* Anhand der Angaben
A. Prüfen Sie, ob die Aussagen (i) bis (iii) mit dem Text über den Frauenanteil in den Bundeskammern übereinstimmen: (i) Im Vorstand der BÄK waren 2018 25 Prozent der Mitglieder weiblich. (ii) Auf der ersten Leitungsebene der BZÄK arbeitete 2018 eine Frau. (iii) Die BPtK gründete 2018 eine Gleichstellungskommission. Antworten Sie jeweils mit Ja oder Nein und zitieren Sie die entscheidenden Worte wörtlich.
B. Schreiben Sie aus dem Text über den Frauenanteil in den Bundeskammern den Abschnitt von "Um den Frauenanteil" bis "Berufsgruppe/ Psychotherapeut*innen Entschädigungen." wörtlich ab.

* Extrahierter Text
* * *

Ein ähnliches Bild bietet sich bei der Frauenrate in den Vorständen und ersten Führungsebenen der Bundeskammern von Ärzt*innen (BÄK), Zahnärzt*innen (BZÄK) und Psychotherapeut*innen (BPtK). In der BÄK waren 2018 gemäß der Regierungsantwort 25 Prozent der Mitglieder im Vorstand weiblich, ein Prozent weniger als im Vorjahr. In der BZÄK betrug der Frauenanteil gerade einmal knapp über 5 Prozent, mit einer Zunahme gegenüber 2017 um 100 Prozent. Im Vorstand der BPtK, welche für die Interessen einer mit insgesamt rund 75 Prozent Psychologischen Psychotherapeutinnen stark weiblich dominierten Berufsgruppe eintritt, waren lediglich 40 Prozent der Vorstandsmitglieder Frauen, 20 Prozent mehr als 2017. Ebenso war auf der ersten Leitungsebene der BÄK 2018 bloß ein Drittel der Angestellten weiblich, in der BZÄK gab es in dieser Führungsetage auch 2018 noch keine Frau. Hingegen war in der BPtK die unterhalb des Vorstandes liegende Führungsebene zu 100 Prozent mit Frauen besetzt. In allen drei Fällen änderte sich gemäß den von der Regierung bereitgestellten Statistiken der Prozentsatz im Vergleich zum Vorjahr nicht

Gleichstellungspläne der BÄK sollen Frauenanteil in Gremien erhöhen

Um den Frauenanteil in den Verbänden der Mediziner*innen bzw. Psychotherapeut*innen zu steigern, hat die BÄK dem Regierungsschreiben zufolge Förder- und Gleichstellungspläne entwickelt, welche den Anteil jüngerer und weiblicher Ärzt*innen in den Ausschüssen der Länderkammern erhöhen sollen. Die BZÄK sorgt mit einer eigenen Akademie für die Ausbildung von berufspolitischem Nachwuchs, etwa die Hälfte der Studierenden sind demnach weiblich. Die BPtK gründete nach eigenen Angaben 2018 eine eigene Gleichstellungskommission und führte gezielte Regelungen für Frauenquoten in den verschiedenen Gremien ein. Außerdem sollen spezielle Maßnahmen die Familie und Berufstätigkeit besser vereinbar machen. Für durch die Betreuung von Kindern und Pflege von Angehörigen entstehende Kosten zahlt die BPtK den Angehörigen ihrer Berufsgruppe/ Psychotherapeut*innen Entschädigungen.

* * *

* Bereitgestellte Datensätze

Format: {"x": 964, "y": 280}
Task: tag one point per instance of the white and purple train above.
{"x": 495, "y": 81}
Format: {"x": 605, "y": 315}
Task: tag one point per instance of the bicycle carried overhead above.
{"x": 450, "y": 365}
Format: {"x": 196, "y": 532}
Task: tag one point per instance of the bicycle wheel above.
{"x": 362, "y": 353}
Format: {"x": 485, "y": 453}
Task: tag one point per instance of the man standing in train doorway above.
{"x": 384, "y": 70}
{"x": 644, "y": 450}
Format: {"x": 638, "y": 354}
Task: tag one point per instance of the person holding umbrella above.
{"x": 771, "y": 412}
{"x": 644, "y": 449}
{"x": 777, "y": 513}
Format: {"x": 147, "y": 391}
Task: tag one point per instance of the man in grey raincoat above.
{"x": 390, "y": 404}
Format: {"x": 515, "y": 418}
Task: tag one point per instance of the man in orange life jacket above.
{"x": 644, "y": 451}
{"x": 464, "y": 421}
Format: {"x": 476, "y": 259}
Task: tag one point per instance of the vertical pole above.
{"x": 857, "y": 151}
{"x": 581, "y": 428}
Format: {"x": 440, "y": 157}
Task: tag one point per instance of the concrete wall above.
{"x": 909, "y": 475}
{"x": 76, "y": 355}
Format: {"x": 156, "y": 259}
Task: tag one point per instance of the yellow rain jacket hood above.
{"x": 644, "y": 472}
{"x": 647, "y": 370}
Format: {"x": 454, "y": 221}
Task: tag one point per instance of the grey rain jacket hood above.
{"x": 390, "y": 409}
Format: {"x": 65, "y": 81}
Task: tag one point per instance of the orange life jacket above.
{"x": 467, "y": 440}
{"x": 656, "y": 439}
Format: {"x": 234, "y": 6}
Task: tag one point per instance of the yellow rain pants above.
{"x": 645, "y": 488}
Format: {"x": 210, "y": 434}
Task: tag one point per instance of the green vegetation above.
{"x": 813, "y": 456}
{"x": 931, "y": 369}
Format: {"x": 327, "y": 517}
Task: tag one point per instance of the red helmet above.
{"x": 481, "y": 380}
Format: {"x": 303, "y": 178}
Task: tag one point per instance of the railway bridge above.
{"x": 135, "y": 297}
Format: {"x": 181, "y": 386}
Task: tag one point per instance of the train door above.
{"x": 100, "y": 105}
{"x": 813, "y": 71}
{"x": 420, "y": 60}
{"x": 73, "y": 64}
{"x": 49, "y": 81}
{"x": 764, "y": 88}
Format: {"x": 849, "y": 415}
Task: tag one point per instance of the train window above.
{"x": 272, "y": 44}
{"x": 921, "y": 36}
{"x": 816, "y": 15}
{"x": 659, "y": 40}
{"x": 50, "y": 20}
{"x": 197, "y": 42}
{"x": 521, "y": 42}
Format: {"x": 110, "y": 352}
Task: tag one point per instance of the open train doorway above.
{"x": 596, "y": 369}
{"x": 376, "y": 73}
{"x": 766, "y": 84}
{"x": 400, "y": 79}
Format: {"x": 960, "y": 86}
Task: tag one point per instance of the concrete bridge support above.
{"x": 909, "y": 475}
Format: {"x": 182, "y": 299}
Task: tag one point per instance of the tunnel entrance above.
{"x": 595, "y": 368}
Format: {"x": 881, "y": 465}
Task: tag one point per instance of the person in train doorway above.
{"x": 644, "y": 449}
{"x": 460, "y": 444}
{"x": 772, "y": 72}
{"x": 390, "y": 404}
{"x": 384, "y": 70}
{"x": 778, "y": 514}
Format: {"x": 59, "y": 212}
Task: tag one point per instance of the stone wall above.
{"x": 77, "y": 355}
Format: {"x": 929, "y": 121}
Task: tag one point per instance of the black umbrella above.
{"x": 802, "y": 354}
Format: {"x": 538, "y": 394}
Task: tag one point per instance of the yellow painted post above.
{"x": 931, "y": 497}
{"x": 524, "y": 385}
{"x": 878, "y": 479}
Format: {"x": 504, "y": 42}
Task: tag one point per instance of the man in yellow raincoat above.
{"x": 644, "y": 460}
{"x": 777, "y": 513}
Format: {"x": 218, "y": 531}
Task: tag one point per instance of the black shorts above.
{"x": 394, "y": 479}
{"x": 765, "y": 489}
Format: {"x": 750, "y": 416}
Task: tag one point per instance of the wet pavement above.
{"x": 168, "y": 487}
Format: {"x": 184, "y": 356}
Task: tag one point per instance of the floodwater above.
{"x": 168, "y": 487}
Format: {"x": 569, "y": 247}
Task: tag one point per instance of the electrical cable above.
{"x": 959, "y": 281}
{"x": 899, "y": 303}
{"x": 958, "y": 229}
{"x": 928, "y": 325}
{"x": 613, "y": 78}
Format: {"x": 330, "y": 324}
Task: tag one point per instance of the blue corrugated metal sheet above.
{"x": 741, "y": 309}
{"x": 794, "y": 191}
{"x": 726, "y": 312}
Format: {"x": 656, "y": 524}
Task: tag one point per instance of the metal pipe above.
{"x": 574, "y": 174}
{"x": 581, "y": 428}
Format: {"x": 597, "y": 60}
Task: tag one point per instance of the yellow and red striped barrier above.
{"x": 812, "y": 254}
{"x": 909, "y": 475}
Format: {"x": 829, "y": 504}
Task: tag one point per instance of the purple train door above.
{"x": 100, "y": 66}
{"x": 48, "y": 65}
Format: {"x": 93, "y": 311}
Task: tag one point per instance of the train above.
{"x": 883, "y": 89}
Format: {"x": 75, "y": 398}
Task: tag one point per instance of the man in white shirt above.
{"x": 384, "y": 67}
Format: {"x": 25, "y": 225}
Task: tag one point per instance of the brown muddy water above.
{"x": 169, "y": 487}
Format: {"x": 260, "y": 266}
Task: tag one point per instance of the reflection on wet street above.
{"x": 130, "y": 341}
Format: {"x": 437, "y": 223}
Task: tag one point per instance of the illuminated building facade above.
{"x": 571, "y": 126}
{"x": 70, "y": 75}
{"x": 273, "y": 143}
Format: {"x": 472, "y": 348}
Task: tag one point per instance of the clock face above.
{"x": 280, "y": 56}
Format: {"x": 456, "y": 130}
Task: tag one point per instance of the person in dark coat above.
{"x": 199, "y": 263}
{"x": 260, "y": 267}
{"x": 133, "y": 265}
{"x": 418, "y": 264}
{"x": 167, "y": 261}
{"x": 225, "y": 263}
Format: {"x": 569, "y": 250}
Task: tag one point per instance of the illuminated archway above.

* * *

* Gelöste Aufgaben
A.
(i) Ja: „In der BÄK waren 2018 gemäß der Regierungsantwort 25 Prozent der Mitglieder im Vorstand weiblich“
(ii) Nein: „in der BZÄK gab es in dieser Führungsetage auch 2018 noch keine Frau“
(iii) Ja: „Die BPtK gründete nach eigenen Angaben 2018 eine eigene Gleichstellungskommission“

B.
Um den Frauenanteil in den Verbänden der Mediziner*innen bzw. Psychotherapeut*innen zu steigern, hat die BÄK dem Regierungsschreiben zufolge Förder- und Gleichstellungspläne entwickelt, welche den Anteil jüngerer und weiblicher Ärzt*innen in den Ausschüssen der Länderkammern erhöhen sollen. Die BZÄK sorgt mit einer eigenen Akademie für die Ausbildung von berufspolitischem Nachwuchs, etwa die Hälfte der Studierenden sind demnach weiblich. Die BPtK gründete nach eigenen Angaben 2018 eine eigene Gleichstellungskommission und führte gezielte Regelungen für Frauenquoten in den verschiedenen Gremien ein. Außerdem sollen spezielle Maßnahmen die Familie und Berufstätigkeit besser vereinbar machen. Für durch die Betreuung von Kindern und Pflege von Angehörigen entstehende Kosten zahlt die BPtK den Angehörigen ihrer Berufsgruppe/ Psychotherapeut*innen Entschädigungen.